[Rows from a dataset]
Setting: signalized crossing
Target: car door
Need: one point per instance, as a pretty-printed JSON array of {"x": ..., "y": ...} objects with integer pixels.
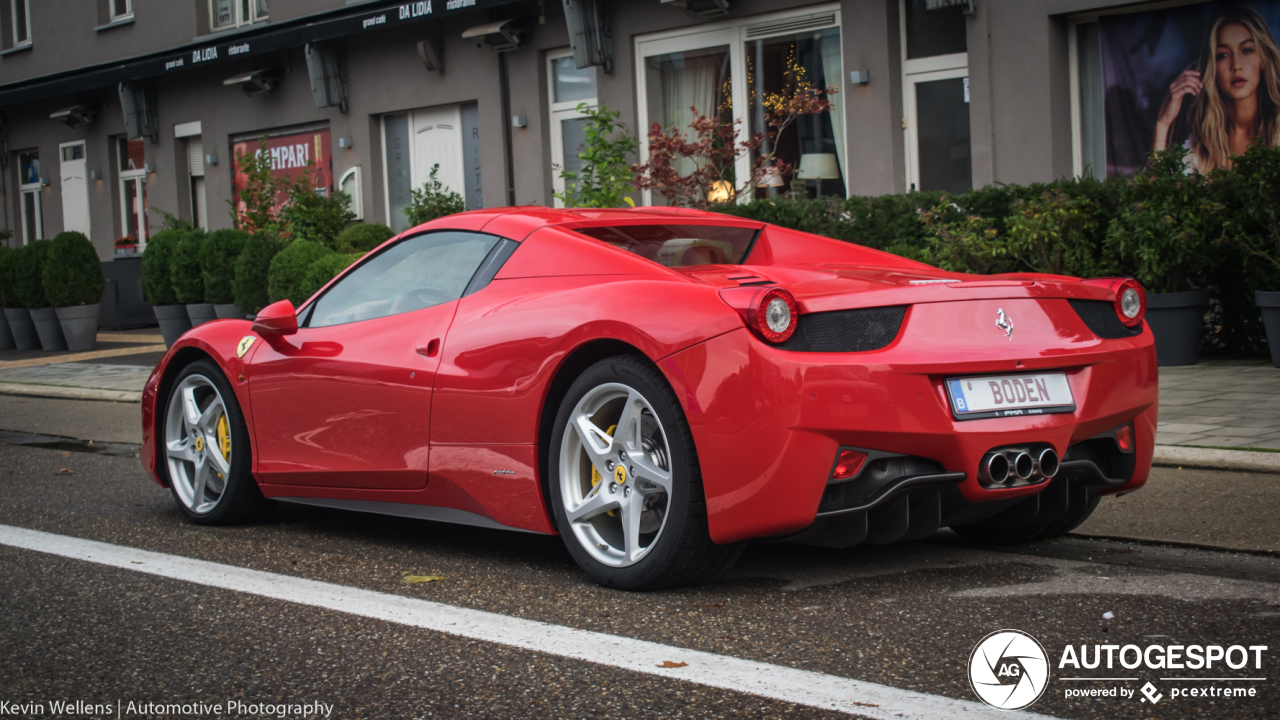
[{"x": 347, "y": 400}]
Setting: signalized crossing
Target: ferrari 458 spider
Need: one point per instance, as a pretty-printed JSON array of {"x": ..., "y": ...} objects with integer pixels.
[{"x": 659, "y": 386}]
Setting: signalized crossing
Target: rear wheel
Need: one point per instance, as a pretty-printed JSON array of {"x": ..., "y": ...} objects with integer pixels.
[
  {"x": 1028, "y": 533},
  {"x": 205, "y": 449},
  {"x": 626, "y": 488}
]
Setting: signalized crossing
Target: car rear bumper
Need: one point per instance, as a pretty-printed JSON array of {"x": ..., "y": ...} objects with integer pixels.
[{"x": 768, "y": 425}]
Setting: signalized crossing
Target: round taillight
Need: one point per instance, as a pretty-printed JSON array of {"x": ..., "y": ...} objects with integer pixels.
[
  {"x": 776, "y": 315},
  {"x": 1130, "y": 302}
]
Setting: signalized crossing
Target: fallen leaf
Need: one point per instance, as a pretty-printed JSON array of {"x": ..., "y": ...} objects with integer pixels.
[{"x": 414, "y": 579}]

> _Your instructions_
Rewrite all the records above without the pictures, keeping each request as it is. Shift every x and y coordinate in the answers by -60.

> _Response_
Setting: signalized crossing
Target: car door
Need: one point per instance, as a pretty-printed JSON array of {"x": ..., "y": ...} objects with integer pixels.
[{"x": 287, "y": 340}]
Setting: signalized crossing
Target: ferrari 458 spider
Need: one point per instance, as a pretty-printed JSON array of {"x": ..., "y": ...} objects with integer pixels.
[{"x": 599, "y": 326}]
Setting: signalized crossing
Target: rear wheel
Need: one point per instance, as a pretty-printed JSON array of {"x": ..., "y": ...} objects with integer pixels.
[
  {"x": 968, "y": 473},
  {"x": 145, "y": 389},
  {"x": 566, "y": 428}
]
Setting: signalized crossing
Target: car rear bumper
Need: one point per instance, as a pretty-printed JSON array of {"x": ..., "y": ...} objects with integer pixels.
[{"x": 708, "y": 365}]
Setting: signalized crossing
Target: round taillight
Need: one point per instance, as a pretty-printed JSON array of {"x": ..., "y": ...} objects with integer pixels.
[
  {"x": 716, "y": 255},
  {"x": 1070, "y": 242}
]
Setting: signalized crossing
Target: fallen leaf
Need: one point per instance, as a pretty-printed JSON array of {"x": ..., "y": ...} objects with integer pixels.
[{"x": 354, "y": 519}]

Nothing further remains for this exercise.